*** Opening LISTED RECORDS ***

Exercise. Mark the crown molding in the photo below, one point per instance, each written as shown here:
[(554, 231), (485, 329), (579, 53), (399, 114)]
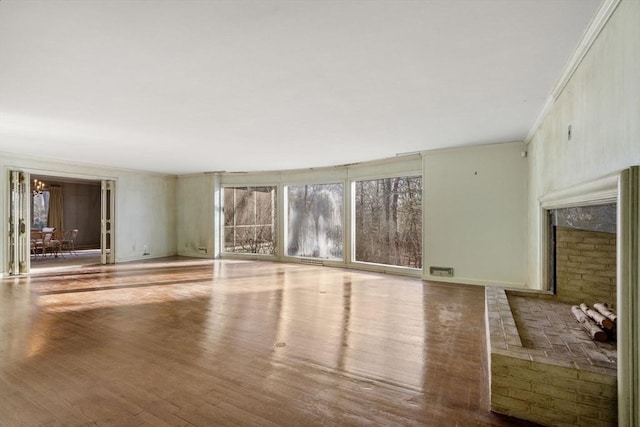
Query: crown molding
[(598, 22)]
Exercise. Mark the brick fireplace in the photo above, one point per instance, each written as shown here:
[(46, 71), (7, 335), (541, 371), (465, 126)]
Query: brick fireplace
[(583, 248), (544, 367)]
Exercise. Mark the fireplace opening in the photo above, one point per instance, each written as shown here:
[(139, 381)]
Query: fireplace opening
[(583, 253)]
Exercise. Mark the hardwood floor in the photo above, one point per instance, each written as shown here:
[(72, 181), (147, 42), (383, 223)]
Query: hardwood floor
[(184, 342)]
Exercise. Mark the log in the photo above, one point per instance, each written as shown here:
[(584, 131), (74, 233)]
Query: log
[(597, 317), (605, 311), (589, 325)]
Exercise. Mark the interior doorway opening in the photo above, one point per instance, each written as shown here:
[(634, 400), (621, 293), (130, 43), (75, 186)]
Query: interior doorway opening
[(72, 208), (59, 221)]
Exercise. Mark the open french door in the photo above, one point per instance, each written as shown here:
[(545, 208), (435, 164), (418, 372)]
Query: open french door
[(107, 209), (19, 242)]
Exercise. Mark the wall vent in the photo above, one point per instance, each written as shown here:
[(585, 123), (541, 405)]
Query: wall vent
[(311, 261), (441, 271)]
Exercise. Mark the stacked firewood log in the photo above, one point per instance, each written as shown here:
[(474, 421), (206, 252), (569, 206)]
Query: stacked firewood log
[(599, 322)]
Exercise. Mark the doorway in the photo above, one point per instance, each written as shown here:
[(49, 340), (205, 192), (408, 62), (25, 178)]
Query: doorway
[(58, 222)]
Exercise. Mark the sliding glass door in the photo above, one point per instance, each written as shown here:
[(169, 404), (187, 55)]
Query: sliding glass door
[(19, 242)]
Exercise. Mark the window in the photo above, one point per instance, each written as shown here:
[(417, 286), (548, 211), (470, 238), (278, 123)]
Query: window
[(388, 224), (249, 220), (39, 209), (315, 221)]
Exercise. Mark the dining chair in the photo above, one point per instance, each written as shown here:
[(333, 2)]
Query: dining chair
[(69, 241)]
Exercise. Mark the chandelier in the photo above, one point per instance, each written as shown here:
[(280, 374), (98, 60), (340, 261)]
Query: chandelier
[(37, 187)]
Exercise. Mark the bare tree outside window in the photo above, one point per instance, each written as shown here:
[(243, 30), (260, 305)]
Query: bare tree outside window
[(389, 221), (315, 221), (249, 220)]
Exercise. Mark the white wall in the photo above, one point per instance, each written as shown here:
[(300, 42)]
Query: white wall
[(195, 211), (475, 214), (601, 102), (144, 205)]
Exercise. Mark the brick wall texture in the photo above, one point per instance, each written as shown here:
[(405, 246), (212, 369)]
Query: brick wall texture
[(585, 266), (552, 395)]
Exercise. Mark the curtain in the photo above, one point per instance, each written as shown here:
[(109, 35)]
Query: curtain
[(55, 218)]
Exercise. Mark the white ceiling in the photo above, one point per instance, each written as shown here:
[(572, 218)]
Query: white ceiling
[(195, 86)]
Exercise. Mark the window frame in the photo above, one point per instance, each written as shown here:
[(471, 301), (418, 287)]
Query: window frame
[(274, 222)]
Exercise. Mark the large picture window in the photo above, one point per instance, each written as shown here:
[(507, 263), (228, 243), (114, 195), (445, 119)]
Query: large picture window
[(249, 220), (388, 225), (315, 221)]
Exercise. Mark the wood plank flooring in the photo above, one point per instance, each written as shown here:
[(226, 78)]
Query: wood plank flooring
[(183, 342)]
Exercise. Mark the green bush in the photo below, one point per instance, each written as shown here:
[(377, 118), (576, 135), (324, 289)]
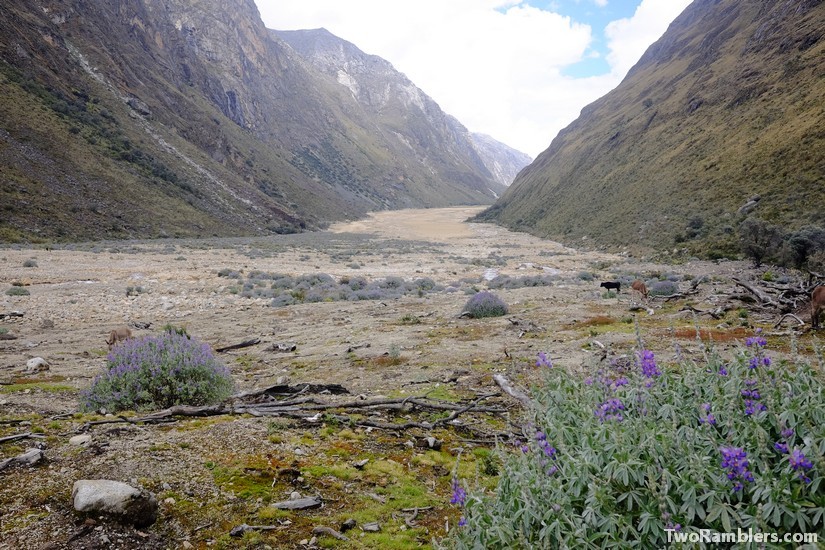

*** Closing LISTED RECORDS ***

Count each line of the listing above in which "below" appears, and give that count with nothing added.

▶ **RESPONSE**
2